◆ Records for the task:
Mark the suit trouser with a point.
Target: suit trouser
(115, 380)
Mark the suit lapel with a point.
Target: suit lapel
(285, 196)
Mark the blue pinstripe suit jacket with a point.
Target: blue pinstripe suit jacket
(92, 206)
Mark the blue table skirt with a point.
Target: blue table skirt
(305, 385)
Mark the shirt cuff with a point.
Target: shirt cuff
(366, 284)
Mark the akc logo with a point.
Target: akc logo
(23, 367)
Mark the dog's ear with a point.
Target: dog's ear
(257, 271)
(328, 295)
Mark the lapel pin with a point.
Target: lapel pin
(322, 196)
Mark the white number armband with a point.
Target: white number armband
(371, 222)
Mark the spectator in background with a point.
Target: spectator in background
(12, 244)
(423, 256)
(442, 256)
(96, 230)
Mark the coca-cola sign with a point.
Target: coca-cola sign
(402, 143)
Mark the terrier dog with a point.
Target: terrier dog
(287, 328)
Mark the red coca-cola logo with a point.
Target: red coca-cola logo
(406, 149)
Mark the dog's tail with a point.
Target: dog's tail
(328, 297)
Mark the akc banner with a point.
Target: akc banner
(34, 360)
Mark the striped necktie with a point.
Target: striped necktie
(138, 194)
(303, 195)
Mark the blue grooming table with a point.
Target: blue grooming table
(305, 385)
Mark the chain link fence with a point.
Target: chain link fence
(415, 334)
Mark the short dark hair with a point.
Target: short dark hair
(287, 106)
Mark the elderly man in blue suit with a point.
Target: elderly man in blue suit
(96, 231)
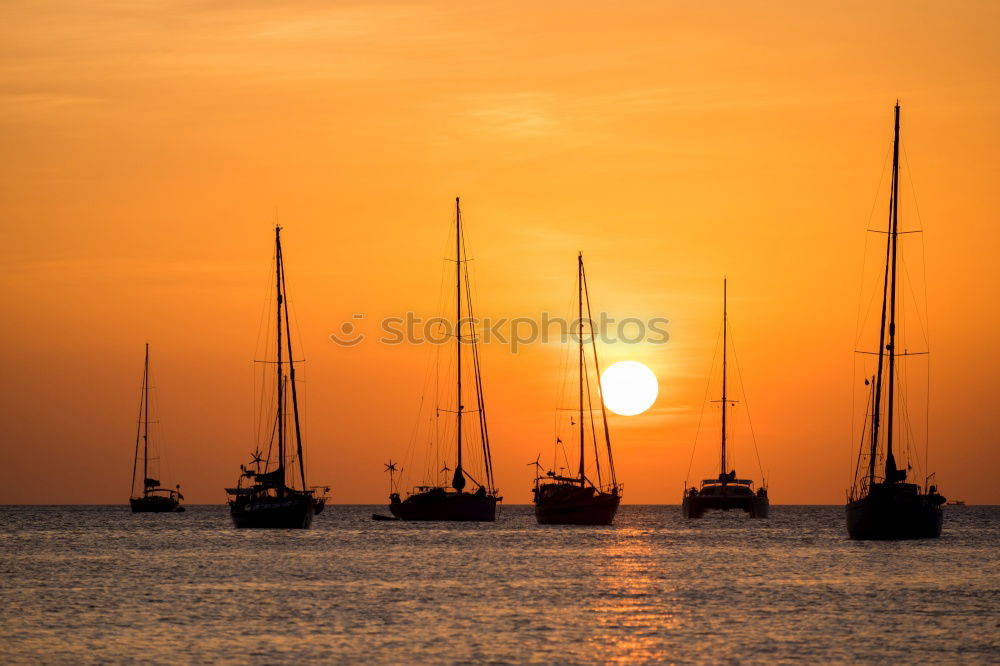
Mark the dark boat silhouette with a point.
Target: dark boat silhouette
(886, 507)
(577, 500)
(726, 491)
(452, 502)
(265, 496)
(151, 498)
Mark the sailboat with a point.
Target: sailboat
(726, 491)
(576, 500)
(152, 498)
(884, 506)
(266, 494)
(454, 502)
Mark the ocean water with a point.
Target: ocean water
(99, 584)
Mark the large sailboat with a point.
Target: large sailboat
(726, 491)
(455, 502)
(883, 505)
(561, 499)
(269, 492)
(151, 498)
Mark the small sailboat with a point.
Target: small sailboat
(884, 506)
(453, 502)
(267, 494)
(726, 491)
(577, 500)
(151, 498)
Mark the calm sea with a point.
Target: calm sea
(99, 584)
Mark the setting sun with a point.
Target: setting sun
(629, 388)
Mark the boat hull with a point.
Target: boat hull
(155, 505)
(581, 506)
(272, 513)
(892, 513)
(446, 506)
(695, 506)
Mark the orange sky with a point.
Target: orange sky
(147, 148)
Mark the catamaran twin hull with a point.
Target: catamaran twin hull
(695, 506)
(893, 512)
(562, 504)
(437, 504)
(279, 513)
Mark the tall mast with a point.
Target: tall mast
(458, 480)
(281, 374)
(145, 422)
(725, 325)
(890, 463)
(291, 376)
(579, 278)
(600, 390)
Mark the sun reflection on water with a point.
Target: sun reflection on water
(634, 611)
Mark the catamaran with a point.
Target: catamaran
(269, 493)
(726, 491)
(881, 504)
(562, 499)
(151, 498)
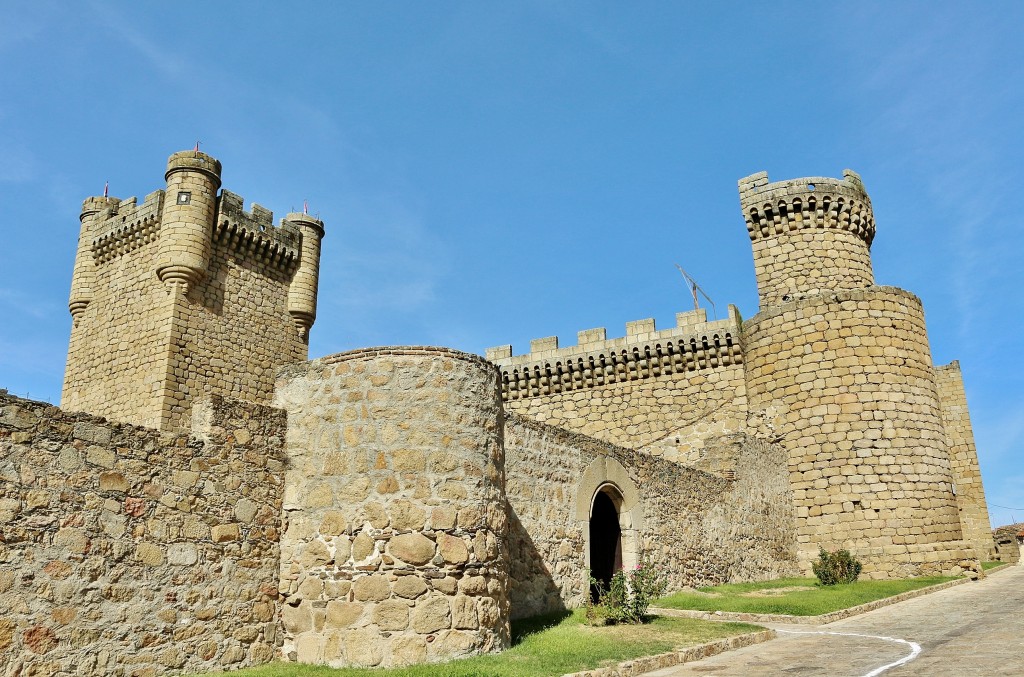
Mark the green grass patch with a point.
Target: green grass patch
(544, 646)
(793, 596)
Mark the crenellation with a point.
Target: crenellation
(589, 336)
(127, 225)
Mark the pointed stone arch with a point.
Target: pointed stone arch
(609, 508)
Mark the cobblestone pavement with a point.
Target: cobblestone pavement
(972, 629)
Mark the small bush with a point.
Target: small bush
(836, 567)
(627, 598)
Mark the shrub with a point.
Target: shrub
(836, 567)
(627, 598)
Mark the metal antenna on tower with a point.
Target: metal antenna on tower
(694, 290)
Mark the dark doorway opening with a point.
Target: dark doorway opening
(605, 541)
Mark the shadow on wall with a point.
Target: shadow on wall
(532, 590)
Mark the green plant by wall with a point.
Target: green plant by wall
(628, 596)
(836, 567)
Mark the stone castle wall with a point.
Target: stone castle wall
(666, 390)
(126, 551)
(696, 526)
(183, 295)
(964, 459)
(845, 382)
(396, 520)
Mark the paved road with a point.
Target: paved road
(972, 629)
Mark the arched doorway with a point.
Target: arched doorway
(605, 537)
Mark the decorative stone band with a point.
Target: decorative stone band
(369, 353)
(640, 362)
(127, 227)
(773, 209)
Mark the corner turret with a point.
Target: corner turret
(186, 224)
(810, 236)
(83, 277)
(302, 292)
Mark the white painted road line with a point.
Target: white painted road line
(914, 647)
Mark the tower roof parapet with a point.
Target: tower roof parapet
(301, 218)
(194, 161)
(97, 205)
(253, 233)
(814, 202)
(126, 225)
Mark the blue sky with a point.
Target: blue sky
(492, 172)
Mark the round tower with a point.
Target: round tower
(810, 236)
(186, 224)
(84, 276)
(302, 291)
(840, 372)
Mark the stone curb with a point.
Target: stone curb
(824, 619)
(650, 663)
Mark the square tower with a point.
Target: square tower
(185, 294)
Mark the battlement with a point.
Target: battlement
(253, 233)
(124, 224)
(817, 202)
(644, 352)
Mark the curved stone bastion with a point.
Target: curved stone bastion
(395, 515)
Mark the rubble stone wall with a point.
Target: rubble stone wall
(396, 520)
(699, 527)
(126, 551)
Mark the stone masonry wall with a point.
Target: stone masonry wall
(665, 391)
(396, 521)
(699, 527)
(845, 382)
(125, 551)
(964, 458)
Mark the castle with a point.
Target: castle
(222, 502)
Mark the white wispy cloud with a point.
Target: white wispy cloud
(22, 302)
(170, 64)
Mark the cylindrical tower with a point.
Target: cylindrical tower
(809, 236)
(845, 382)
(394, 549)
(302, 292)
(186, 224)
(840, 372)
(84, 277)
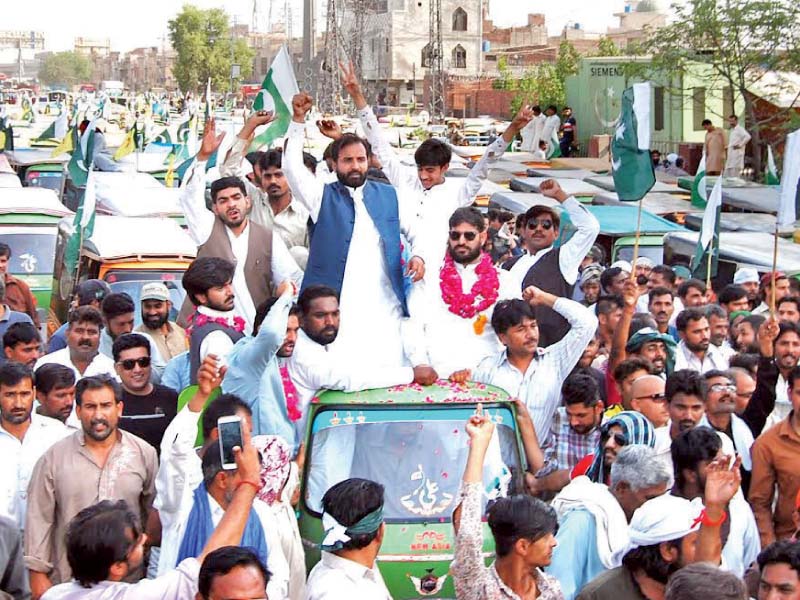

◆ What to produce: Look above for the line with "Target: terrier dog"; quote it and every line after it, stopping after the line with "Mark the dark boat silhouette with a point.", exactly, with nothing added and without pictures.

◆ Task solution:
Target: terrier dog
(287, 328)
Mark the red coca-cola logo with a point.
Target: red coca-cola logo
(406, 149)
Mark the dog's tail with a point.
Target: dog's tail
(328, 297)
Mark the akc banner with a point.
Target: akc banner
(34, 360)
Mark the striped necktie with a point.
Target: striped necktie
(138, 194)
(303, 195)
Mark the blue grooming table with a point.
Target: blue grooming table
(305, 385)
Mark the chain link fence with a point.
Target: chain link fence
(415, 334)
Mark the short dark hair with a point.
Target: short dark hair
(287, 106)
Mark the elderly man in blue suit with a point.
Target: elderly man in blue suit
(96, 231)
Mark the dark boat silhouette with a point.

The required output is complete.